Texte étudié:
-=-=-

Malgré une note du ministre de tutelle demandant la libération des malades pris en otage dans les hôpitaux faute de paiement des frais d’hospitalisation, l’hôpital de référence de la ville de Douala en garde encore.
A l’un des étages du pavillon hospitalisation ce mercredi 27 mars 2019. Dans une salle du pavillon pédiatrie de l’hôpital gynéco obstétrique et pédiatrique de Yassa à Douala, l’ambiance est terne. Quatre lits occupent les coins de la salle, les moustiquaires démontées laissent clairement voir le dispositif prévu pour elle. Le pagne noué aux hanches, le visage cache mal le malaise et l’inconfort que vit Obama Tsoungui Scolastique. Entre les mains, elle tient son bébé d’un mois et demi. Depuis le 15 février 2019, elle a accouché par césarienne, et devait être en famille à ce jour si….

-=-=-

Données brutes:

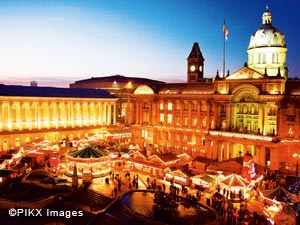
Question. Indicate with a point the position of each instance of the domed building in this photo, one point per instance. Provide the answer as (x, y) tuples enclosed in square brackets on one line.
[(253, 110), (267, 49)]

-=-=-

Liste des consignes:
a – Répondez à ces questions d'après le texte étudié, une réponse par ligne :
(i) Dans quelle ville se trouve l'hôpital de référence qui garde encore des malades ?
(ii) Combien de lits occupent la salle du pavillon pédiatrie ?
(iii) Quel âge a le bébé d'Obama Tsoungui Scolastique ?
b – Indiquez par oui ou par non si chaque affirmation s'accorde avec le texte étudié, en citant les mots qui tranchent :
(i) Le ministre de tutelle a demandé la libération des malades retenus dans les hôpitaux.
(ii) Les moustiquaires sont installées au-dessus des lits de la salle.
(iii) Obama Tsoungui Scolastique a accouché par voie naturelle.
c – Traduisez en anglais, s'il vous plaît, cette phrase du texte étudié : « Entre les mains, elle tient son bébé d’un mois et demi. »
Ces données ne servent à rien ici.

Résultats des exercices:
a –
(i) Douala
(ii) Quatre
(iii) Un mois et demi

b –
(i) Oui : « une note du ministre de tutelle demandant la libération des malades pris en otage dans les hôpitaux »
(ii) Non : « les moustiquaires démontées »
(iii) Non : « elle a accouché par césarienne »

c – In her hands, she holds her baby, who is a month and a half old.